Source material -
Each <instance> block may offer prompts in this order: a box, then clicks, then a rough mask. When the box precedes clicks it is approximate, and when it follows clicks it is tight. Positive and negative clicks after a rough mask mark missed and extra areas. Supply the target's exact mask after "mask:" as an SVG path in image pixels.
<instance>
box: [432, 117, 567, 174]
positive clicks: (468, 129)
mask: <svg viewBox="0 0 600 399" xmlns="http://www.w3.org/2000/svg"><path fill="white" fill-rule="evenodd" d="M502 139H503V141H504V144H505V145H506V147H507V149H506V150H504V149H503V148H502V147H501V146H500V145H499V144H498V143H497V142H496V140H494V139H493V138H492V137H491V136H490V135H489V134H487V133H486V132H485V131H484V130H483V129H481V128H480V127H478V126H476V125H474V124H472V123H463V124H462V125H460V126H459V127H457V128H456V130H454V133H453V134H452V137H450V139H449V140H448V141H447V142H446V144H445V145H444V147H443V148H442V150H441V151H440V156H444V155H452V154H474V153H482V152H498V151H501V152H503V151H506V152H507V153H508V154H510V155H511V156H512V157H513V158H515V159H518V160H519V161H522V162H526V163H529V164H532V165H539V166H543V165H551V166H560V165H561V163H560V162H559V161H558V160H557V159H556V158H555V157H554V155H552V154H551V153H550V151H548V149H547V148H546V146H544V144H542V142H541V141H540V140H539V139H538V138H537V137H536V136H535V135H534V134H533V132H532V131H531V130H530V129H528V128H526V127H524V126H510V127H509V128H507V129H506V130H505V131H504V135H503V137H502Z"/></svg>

Exercise objective -
Take the listing from its first line to the line containing "box: [432, 117, 567, 174]". Reproduce those lines exactly and nothing else.

Expected output -
Each <instance> block may offer prompts in this order: a box, then clicks, then a rough mask. When the box precedes clicks it is approximate, and when it follows clicks it is tight. Positive and negative clicks after a rough mask mark missed and extra areas. Supply the target's exact mask after "mask:" as an SVG path in image pixels.
<instance>
box: [432, 117, 567, 174]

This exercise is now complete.